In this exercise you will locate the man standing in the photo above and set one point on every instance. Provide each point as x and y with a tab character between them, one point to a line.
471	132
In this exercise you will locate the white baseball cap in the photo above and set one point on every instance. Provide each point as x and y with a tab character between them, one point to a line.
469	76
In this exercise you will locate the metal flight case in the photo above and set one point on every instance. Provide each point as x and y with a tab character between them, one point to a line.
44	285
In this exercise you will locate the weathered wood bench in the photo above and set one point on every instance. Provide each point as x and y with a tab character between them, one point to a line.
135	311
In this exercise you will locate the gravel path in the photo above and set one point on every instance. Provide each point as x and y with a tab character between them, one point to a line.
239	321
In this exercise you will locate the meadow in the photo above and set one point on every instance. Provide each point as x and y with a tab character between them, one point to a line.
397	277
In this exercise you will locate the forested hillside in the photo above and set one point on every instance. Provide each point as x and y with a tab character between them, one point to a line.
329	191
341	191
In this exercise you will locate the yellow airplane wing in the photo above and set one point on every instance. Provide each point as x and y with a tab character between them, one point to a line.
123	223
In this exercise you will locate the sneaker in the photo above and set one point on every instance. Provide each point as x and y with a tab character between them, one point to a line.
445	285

▬▬▬▬▬▬▬▬▬▬

The problem:
Reprint every entry exactly.

Solution below:
In this exercise you will locate the man standing in the photo above and set one point on every instance. Provide each point as x and y with a tab character between them, one point to a line.
471	132
In this exercise you will locate the white baseball cap in the photo above and set one point on every instance. Provide each point as x and y with a tab character between them, one point to a line.
469	76
In this exercise you will locate the metal flight case in the photo above and set one point on every instance. Provide each point as x and y with a tab character between them, one point to a line.
44	285
In this exercise you will locate the weathered wood bench in the photo above and set one point on every instance. Provide each point as x and y with a tab character between them, one point to a line.
135	311
In this exercise you will locate the gravel path in the photo above and set one point on every instance. Provide each point as x and y with a tab character between them, one point to a line.
239	321
In this exercise you will locate the meadow in the photo above and set one point on every instance. Provide each point as x and y with a tab character between them, one point to a line.
397	277
In this exercise you will locate the forested hillside in the photo above and set one point on every instance. Provide each point as x and y with a tab character between them, one point to a line.
329	191
341	191
In this exercise you will locate the yellow airplane wing in the photo above and set one point on every instance. Provide each point as x and y with a tab character between them, one point to a line.
123	223
In this exercise you will locate the sneaker in the photo above and set one point on every instance. Provide each point as x and y with a tab character between them, one point to a line.
445	285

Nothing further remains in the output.